■ **TRY IT**
Copy out the data below. Leave nothing out and alter nothing.

Saved entries
|---|

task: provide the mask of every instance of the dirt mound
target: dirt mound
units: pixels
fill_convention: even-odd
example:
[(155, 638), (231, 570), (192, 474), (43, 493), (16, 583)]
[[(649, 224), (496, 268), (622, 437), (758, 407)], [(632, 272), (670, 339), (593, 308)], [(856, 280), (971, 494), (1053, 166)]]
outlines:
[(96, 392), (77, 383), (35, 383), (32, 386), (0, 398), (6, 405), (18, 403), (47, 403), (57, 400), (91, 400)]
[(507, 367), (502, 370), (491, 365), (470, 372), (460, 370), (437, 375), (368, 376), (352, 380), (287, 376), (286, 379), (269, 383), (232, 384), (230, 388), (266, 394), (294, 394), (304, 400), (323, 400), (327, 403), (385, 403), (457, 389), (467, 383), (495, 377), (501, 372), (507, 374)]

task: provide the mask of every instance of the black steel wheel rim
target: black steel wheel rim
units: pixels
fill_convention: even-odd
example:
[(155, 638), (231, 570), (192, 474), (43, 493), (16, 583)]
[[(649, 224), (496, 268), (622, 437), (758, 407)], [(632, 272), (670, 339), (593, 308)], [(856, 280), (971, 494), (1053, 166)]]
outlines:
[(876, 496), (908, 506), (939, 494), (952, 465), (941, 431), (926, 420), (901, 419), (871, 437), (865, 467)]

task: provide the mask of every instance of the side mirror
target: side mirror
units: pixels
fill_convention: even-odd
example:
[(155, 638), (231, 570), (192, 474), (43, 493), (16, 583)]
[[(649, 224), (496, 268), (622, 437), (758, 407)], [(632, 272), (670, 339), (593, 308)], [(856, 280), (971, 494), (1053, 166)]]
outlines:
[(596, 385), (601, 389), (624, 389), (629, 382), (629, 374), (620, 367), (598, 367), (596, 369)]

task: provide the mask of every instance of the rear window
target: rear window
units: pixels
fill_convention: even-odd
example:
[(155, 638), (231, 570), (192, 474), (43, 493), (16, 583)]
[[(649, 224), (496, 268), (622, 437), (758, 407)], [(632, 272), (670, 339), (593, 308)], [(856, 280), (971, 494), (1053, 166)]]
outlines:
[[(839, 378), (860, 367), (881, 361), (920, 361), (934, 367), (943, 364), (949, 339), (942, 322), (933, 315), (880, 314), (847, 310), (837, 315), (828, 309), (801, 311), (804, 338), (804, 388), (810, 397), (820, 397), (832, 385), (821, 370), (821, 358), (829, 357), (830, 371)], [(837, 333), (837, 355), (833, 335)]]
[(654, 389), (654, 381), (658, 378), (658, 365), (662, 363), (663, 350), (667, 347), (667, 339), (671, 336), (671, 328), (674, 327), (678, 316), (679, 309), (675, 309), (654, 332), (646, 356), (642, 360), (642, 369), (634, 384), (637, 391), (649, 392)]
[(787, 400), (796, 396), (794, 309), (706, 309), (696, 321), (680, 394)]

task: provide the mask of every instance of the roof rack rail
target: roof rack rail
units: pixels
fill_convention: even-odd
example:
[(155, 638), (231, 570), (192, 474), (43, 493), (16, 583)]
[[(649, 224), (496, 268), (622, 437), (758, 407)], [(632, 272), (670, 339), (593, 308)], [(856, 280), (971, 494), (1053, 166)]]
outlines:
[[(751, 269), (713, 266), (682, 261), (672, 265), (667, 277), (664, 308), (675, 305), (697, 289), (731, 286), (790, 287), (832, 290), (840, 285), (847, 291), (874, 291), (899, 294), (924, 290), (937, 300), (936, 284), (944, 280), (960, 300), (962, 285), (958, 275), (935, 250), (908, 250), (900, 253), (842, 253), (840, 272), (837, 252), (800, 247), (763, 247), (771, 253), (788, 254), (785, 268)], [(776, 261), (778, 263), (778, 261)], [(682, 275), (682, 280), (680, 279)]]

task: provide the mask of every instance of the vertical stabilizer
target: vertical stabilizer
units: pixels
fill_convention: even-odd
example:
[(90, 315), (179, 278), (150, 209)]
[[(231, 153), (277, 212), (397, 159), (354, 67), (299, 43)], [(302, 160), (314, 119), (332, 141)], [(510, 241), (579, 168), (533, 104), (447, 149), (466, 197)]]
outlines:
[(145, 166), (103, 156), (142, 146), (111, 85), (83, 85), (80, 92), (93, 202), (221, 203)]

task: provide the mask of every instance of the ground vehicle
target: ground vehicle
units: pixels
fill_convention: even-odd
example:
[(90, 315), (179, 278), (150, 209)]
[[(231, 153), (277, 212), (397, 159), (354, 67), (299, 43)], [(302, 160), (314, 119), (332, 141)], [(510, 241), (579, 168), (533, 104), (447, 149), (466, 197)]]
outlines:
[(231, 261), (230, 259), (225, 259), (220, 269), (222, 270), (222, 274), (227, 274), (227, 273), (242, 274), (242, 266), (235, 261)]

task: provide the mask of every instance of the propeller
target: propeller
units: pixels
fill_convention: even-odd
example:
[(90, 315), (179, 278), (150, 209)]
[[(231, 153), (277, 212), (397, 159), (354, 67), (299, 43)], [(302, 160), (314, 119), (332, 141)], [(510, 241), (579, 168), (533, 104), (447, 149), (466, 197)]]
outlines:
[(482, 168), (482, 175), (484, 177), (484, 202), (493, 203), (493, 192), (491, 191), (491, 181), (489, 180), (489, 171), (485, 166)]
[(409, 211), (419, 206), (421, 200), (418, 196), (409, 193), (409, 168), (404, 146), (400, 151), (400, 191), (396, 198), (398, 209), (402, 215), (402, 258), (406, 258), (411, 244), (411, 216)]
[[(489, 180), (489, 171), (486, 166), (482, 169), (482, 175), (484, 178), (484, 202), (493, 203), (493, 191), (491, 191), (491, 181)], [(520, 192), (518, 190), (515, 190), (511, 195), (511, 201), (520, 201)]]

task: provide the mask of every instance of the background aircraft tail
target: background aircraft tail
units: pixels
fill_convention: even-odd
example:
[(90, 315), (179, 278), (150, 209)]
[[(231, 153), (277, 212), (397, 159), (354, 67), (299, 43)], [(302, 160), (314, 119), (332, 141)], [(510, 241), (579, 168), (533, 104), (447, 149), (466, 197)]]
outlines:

|---|

■ **WRITTEN RESPONSE**
task: provide the mask of every instance of the dirt mound
target: dirt mound
units: pixels
fill_convention: even-odd
example:
[(155, 638), (231, 570), (192, 474), (43, 493), (16, 583)]
[[(649, 224), (496, 268), (622, 437), (758, 407)], [(632, 272), (670, 339), (593, 308)], [(856, 280), (971, 494), (1053, 166)]]
outlines:
[(96, 392), (77, 383), (35, 383), (32, 386), (0, 398), (6, 405), (18, 403), (47, 403), (57, 400), (91, 400)]
[(507, 367), (502, 370), (491, 365), (470, 372), (460, 370), (437, 375), (368, 376), (352, 380), (287, 376), (286, 379), (269, 383), (232, 384), (230, 388), (266, 394), (294, 394), (304, 400), (323, 400), (327, 403), (385, 403), (457, 389), (467, 383), (495, 377), (501, 372), (507, 374)]

task: provide the mask of every instance of the black steel wheel rim
target: black steel wheel rim
units: pixels
fill_convention: even-odd
example:
[(155, 638), (231, 570), (192, 474), (43, 493), (16, 583)]
[[(649, 224), (496, 268), (622, 437), (758, 407)], [(632, 272), (670, 339), (593, 308)], [(856, 280), (971, 494), (1053, 166)]]
outlines:
[(876, 496), (908, 506), (939, 494), (952, 465), (941, 431), (926, 420), (901, 419), (871, 437), (865, 467)]

task: provide the mask of every instance of the side mirror
target: side mirror
units: pixels
fill_convention: even-odd
example:
[(155, 638), (231, 570), (192, 474), (43, 493), (16, 583)]
[[(649, 224), (496, 268), (622, 437), (758, 407)], [(632, 272), (670, 339), (593, 308)], [(856, 280), (971, 494), (1053, 166)]]
outlines:
[(596, 385), (601, 389), (624, 389), (629, 382), (629, 374), (620, 367), (598, 367), (596, 369)]

task: provide the mask of every instance of the rear window
target: rear window
units: pixels
fill_convention: even-odd
example:
[(155, 638), (231, 570), (192, 474), (43, 493), (16, 583)]
[[(649, 224), (496, 268), (622, 437), (758, 407)], [(632, 272), (670, 339), (593, 308)], [(856, 280), (971, 494), (1053, 166)]]
outlines:
[[(839, 378), (860, 367), (881, 361), (920, 361), (934, 367), (943, 364), (949, 339), (942, 322), (933, 315), (880, 314), (847, 310), (837, 315), (828, 309), (801, 311), (804, 338), (804, 388), (810, 397), (820, 397), (832, 385), (821, 370), (821, 358), (829, 357), (830, 371)], [(837, 333), (837, 355), (833, 335)]]
[(654, 389), (654, 381), (658, 378), (658, 365), (662, 363), (663, 350), (667, 347), (667, 339), (671, 336), (671, 328), (674, 327), (678, 316), (679, 309), (675, 309), (654, 332), (646, 356), (642, 360), (642, 369), (634, 384), (637, 391), (649, 392)]
[(787, 400), (796, 396), (794, 309), (706, 309), (696, 321), (680, 394)]

task: provide the mask of every instance of the roof rack rail
target: roof rack rail
units: pixels
fill_convention: even-odd
example:
[(155, 638), (231, 570), (192, 474), (43, 493), (16, 583)]
[[(649, 224), (496, 268), (622, 437), (758, 407)], [(632, 272), (670, 339), (593, 308)], [(856, 280), (971, 494), (1053, 166)]]
outlines:
[[(751, 269), (713, 266), (682, 261), (672, 265), (667, 277), (664, 308), (675, 305), (697, 289), (731, 286), (790, 287), (832, 290), (840, 285), (847, 291), (874, 291), (899, 294), (924, 290), (937, 300), (936, 284), (944, 280), (960, 300), (962, 285), (958, 275), (935, 250), (908, 250), (900, 253), (842, 253), (840, 272), (837, 252), (800, 247), (763, 247), (771, 253), (788, 254), (785, 268)], [(776, 261), (778, 263), (778, 261)], [(682, 275), (682, 280), (680, 279)]]

task: provide the mask of every instance of the vertical stabilizer
target: vertical stabilizer
units: pixels
fill_convention: even-odd
example:
[(90, 315), (179, 278), (150, 209)]
[[(231, 153), (277, 212), (397, 159), (354, 67), (299, 43)], [(302, 160), (314, 119), (332, 141)], [(510, 241), (579, 168), (533, 104), (447, 149), (466, 197)]]
outlines:
[(145, 166), (103, 156), (142, 146), (111, 85), (83, 85), (80, 92), (93, 202), (221, 203)]

task: provide the mask of every instance of the ground vehicle
target: ground vehicle
units: pixels
fill_convention: even-odd
example:
[(90, 315), (179, 278), (150, 209)]
[[(231, 153), (277, 212), (397, 159), (354, 67), (299, 43)], [(302, 160), (314, 119), (332, 141)], [(510, 241), (579, 168), (533, 104), (447, 149), (466, 197)]]
outlines:
[(231, 261), (230, 259), (225, 259), (220, 269), (222, 270), (222, 274), (227, 274), (227, 273), (242, 274), (242, 266), (235, 261)]

task: provide the mask of every instance of the propeller
target: propeller
units: pixels
fill_convention: even-odd
example:
[(90, 315), (179, 278), (150, 209)]
[[(231, 153), (277, 212), (397, 159), (354, 67), (299, 43)], [(302, 160), (314, 119), (332, 141)], [(510, 241), (579, 168), (533, 104), (447, 149), (466, 197)]]
outlines:
[(482, 168), (482, 175), (484, 177), (484, 202), (493, 203), (493, 192), (491, 191), (491, 181), (489, 180), (489, 171), (485, 166)]
[(409, 211), (419, 206), (421, 200), (418, 196), (409, 193), (409, 168), (404, 146), (400, 151), (400, 191), (396, 198), (398, 209), (402, 215), (402, 258), (406, 258), (411, 244), (411, 216)]
[[(489, 180), (489, 171), (486, 166), (482, 169), (482, 175), (484, 178), (484, 202), (493, 203), (493, 191), (491, 191), (491, 181)], [(520, 192), (518, 190), (515, 190), (511, 195), (511, 201), (520, 201)]]

task: provide the mask of every instance of the background aircraft tail
target: background aircraft tail
units: pixels
fill_convention: even-odd
example:
[(90, 315), (179, 278), (150, 209)]
[[(231, 153), (277, 212), (397, 159), (354, 67), (299, 43)], [(302, 160), (314, 119), (332, 141)], [(510, 241), (579, 168), (533, 104), (447, 149), (466, 197)]]
outlines:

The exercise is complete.